* Vorliegender Text *

· · · · · · ·

Post by Torsten MuellerIrgendwie heuchlerisch erscheinen mir Artikel [1][2], die jetzt genau
in der Journaille auftauchen, die gerade gestern noch selber ganz
munter jede Menge Scheiss breitgetreten hat ... Die Glaubwuerdigkeit der
vorhandenen Informationskanaele sei erschuettert, Bloggern wuerde man
schon eher noch glauben als offiziellen Stellen, Politikern oder gar
einer der Konfliktparteien. Der Krieg sei also - Achtung! jetzt
Megaueberraschung - ein richtiger Propagandakrieg! Ja, was? Echt jetz?
Man will etwas Einfaches kompliziert machen.
Das Einfache zuerst: Georgien ist der Aggressor.
Zwischen Georgien, Russland und Suedossetien bzw, Georgien besteht seit
ueber zehn Jahren ein Waffenstillstandsvertrag. Dieser ist durch den
Sicherheitsrat abgesegnet. Der georgische Praesident ignoriert das
und greift Suedossetien auf unbekannter innergeorgischer Rechtsgrundlage,
aber medienwirksam zum Beginn der Olympischen Spiele an. Russland
schlaegt die Aggression zurueck und stellt die Grenzen wieder her,
wobei ein paar im wesentlichen militaerische Ziele in Georgien
angegriffen werden. Georgien bietet schon vorher einen neuen
Waffenstillstand an. Der Westen wartet, bis auch Russland Ruhe gibt,
um dann "bis hierher und nicht weiter zu rufen".
Waehrenddessen malt die Presse der freien Welt ein gleichgeschaltetes
Bild, in dem Russland, personifiziert durch Putin, der Chefboese ist.
Und das geht nur, wenn man die Sache kompliziert bis falsch darstellt.

· · · · · · ·

* Bereitgestelltes Material *
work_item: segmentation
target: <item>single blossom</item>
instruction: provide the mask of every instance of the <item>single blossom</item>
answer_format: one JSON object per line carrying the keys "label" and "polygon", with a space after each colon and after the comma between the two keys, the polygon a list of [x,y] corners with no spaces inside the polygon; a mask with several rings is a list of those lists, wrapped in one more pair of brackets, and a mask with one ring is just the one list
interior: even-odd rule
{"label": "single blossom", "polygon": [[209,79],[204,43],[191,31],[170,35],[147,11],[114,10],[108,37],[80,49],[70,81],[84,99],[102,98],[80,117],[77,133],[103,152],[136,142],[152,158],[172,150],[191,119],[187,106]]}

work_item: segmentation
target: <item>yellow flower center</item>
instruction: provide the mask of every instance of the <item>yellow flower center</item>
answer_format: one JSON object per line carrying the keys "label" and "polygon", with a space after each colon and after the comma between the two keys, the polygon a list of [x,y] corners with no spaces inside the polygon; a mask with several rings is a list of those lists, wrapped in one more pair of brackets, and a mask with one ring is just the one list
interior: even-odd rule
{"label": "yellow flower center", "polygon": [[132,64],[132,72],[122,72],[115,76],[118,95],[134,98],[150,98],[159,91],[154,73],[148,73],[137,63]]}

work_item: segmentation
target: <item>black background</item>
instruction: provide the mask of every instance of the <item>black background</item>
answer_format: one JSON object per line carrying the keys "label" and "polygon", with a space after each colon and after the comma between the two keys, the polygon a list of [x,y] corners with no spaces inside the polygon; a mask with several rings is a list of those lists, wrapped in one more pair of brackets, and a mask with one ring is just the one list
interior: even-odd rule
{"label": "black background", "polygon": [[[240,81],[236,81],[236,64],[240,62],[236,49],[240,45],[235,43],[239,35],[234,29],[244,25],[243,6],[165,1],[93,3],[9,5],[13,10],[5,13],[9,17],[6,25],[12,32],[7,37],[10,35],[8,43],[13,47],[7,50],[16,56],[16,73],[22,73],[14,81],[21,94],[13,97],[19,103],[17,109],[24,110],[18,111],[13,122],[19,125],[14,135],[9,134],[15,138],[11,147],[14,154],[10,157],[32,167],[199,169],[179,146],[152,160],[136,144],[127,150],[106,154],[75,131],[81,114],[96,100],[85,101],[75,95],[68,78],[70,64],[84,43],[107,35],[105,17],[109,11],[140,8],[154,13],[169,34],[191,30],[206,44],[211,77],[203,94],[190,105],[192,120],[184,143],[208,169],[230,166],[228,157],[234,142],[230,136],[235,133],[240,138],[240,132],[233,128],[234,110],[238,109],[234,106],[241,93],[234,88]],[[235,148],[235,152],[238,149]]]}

· · · · · · ·

* Deine Aufgaben *
a) Fasse im Beitrag über Georgien den Absatz, der mit „Zwischen Georgien, Russland und Suedossetien“ beginnt, als Stichpunktliste zusammen. Die wichtigsten Fakten sollen erhalten bleiben.
b) Prüfe, ob die folgenden Aussagen mit dem Beitrag über Georgien übereinstimmen. Antworte jeweils mit Ja oder Nein und zitiere die entscheidenden Worte wörtlich. (i) Der Waffenstillstandsvertrag besteht seit weniger als fünf Jahren. (ii) Der Beitrag bezeichnet Georgien als Aggressor. (iii) Die Presse stellt Russland, verkörpert durch Putin, als den Hauptbösen dar.
c) Schreibe aus dem Beitrag über Georgien den Abschnitt wörtlich ab, beginnend bei „Zwischen Georgien, Russland“ und endend bei „bis falsch darstellt.“.
Das Material stammt aus einer anderen Quelle als der Text.

* Lösungen *
a)
- Seit über zehn Jahren besteht ein Waffenstillstandsvertrag, den der Sicherheitsrat abgesegnet hat.
- Der georgische Präsident ignoriert ihn. Er greift Südossetien ohne bekannte innergeorgische Rechtsgrundlage und medienwirksam zu Beginn der Olympischen Spiele an.
- Russland schlägt die Aggression zurück und stellt die Grenzen wieder her. Dabei greift es einige im Wesentlichen militärische Ziele in Georgien an.
- Georgien bietet schon vorher einen neuen Waffenstillstand an.
- Der Westen wartet, bis auch Russland Ruhe gibt, und ruft dann „bis hierher und nicht weiter“.

b)
(i) Nein: „seit ueber zehn Jahren ein Waffenstillstandsvertrag“
(ii) Ja: „Georgien ist der Aggressor.“
(iii) Ja: „in dem Russland, personifiziert durch Putin, der Chefboese ist.“

c)
Zwischen Georgien, Russland und Suedossetien bzw, Georgien besteht seit
ueber zehn Jahren ein Waffenstillstandsvertrag. Dieser ist durch den
Sicherheitsrat abgesegnet. Der georgische Praesident ignoriert das
und greift Suedossetien auf unbekannter innergeorgischer Rechtsgrundlage,
aber medienwirksam zum Beginn der Olympischen Spiele an. Russland
schlaegt die Aggression zurueck und stellt die Grenzen wieder her,
wobei ein paar im wesentlichen militaerische Ziele in Georgien
angegriffen werden. Georgien bietet schon vorher einen neuen
Waffenstillstand an. Der Westen wartet, bis auch Russland Ruhe gibt,
um dann "bis hierher und nicht weiter zu rufen".
Waehrenddessen malt die Presse der freien Welt ein gleichgeschaltetes
Bild, in dem Russland, personifiziert durch Putin, der Chefboese ist.
Und das geht nur, wenn man die Sache kompliziert bis falsch darstellt.